→ EXERCISE BRIEF
Rewrite every line of the listing below, replacing "pointer" with "marker" and changing nothing else.

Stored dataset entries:
'''

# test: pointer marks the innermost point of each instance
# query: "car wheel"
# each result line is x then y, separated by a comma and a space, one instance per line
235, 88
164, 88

'''

→ COMPLETED EXERCISE
# test: marker marks the innermost point of each instance
# query: "car wheel"
# each result line is x then y, separated by a comma and a space, one instance per line
235, 88
164, 88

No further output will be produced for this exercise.